WRITTEN TASK ::
Which lines of the entries below contain the string "background"? Return each of them in full.

START DATA EXTRACT

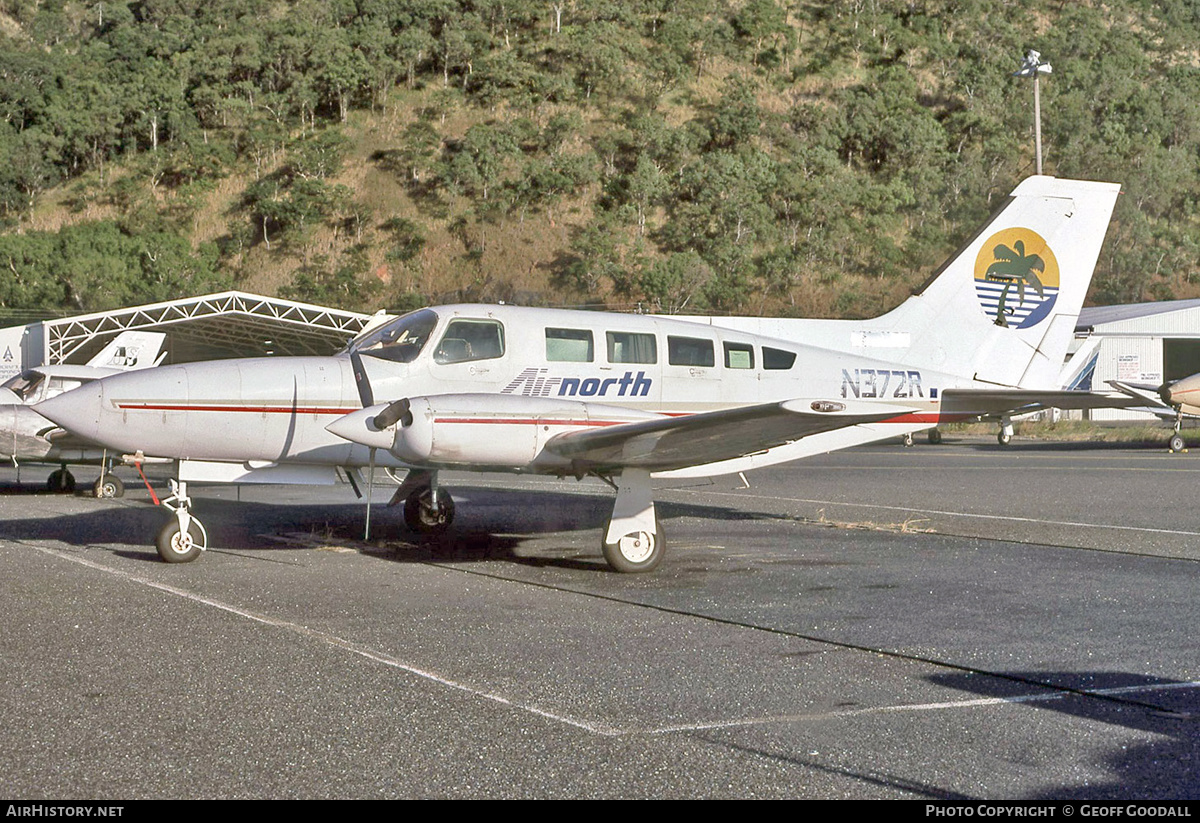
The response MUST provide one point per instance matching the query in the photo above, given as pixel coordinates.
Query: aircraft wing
(687, 440)
(963, 403)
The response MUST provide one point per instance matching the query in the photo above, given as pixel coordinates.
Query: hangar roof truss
(228, 324)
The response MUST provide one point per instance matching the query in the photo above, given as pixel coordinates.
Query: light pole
(1032, 66)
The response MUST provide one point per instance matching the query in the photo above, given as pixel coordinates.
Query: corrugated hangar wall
(1147, 343)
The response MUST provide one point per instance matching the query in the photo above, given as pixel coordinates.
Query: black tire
(108, 487)
(173, 547)
(60, 480)
(423, 517)
(631, 554)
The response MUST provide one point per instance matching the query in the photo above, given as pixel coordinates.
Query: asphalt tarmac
(954, 622)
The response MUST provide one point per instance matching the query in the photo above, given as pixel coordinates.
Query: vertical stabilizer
(1003, 310)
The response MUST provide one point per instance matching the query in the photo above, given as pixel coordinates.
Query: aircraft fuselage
(276, 409)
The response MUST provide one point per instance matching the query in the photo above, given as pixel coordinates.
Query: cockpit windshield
(401, 340)
(24, 385)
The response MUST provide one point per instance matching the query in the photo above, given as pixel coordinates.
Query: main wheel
(60, 480)
(108, 486)
(635, 552)
(421, 516)
(174, 546)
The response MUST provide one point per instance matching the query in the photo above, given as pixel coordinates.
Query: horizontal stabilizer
(963, 403)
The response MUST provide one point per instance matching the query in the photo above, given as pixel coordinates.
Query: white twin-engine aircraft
(623, 397)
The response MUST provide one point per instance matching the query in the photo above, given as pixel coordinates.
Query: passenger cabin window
(738, 355)
(569, 346)
(777, 359)
(401, 340)
(628, 347)
(690, 352)
(471, 340)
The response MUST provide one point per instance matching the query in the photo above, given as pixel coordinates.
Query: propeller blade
(399, 412)
(360, 380)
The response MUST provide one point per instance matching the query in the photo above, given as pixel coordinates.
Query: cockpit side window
(468, 340)
(57, 385)
(401, 340)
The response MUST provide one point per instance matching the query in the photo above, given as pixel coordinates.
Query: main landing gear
(60, 480)
(427, 508)
(631, 542)
(1006, 432)
(1176, 444)
(108, 485)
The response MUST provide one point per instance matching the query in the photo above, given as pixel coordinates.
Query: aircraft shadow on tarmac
(1167, 768)
(492, 524)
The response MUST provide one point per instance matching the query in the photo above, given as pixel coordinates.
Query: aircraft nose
(76, 410)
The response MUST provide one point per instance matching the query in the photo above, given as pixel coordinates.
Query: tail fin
(1003, 310)
(131, 350)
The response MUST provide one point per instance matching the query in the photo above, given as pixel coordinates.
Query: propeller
(399, 412)
(360, 380)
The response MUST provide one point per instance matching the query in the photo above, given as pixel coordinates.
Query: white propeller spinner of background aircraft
(27, 437)
(618, 396)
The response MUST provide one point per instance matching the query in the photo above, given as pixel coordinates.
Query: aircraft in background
(27, 437)
(1173, 401)
(621, 397)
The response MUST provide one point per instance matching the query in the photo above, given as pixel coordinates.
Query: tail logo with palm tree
(1017, 278)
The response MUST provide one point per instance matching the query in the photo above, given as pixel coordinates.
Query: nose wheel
(184, 536)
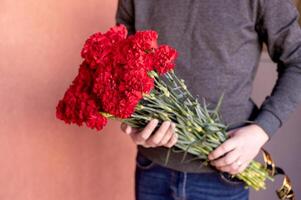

END DATA EXTRACT

TASK ANSWER ::
Query: white propeller spinner of background aircraft
Query: aircraft in background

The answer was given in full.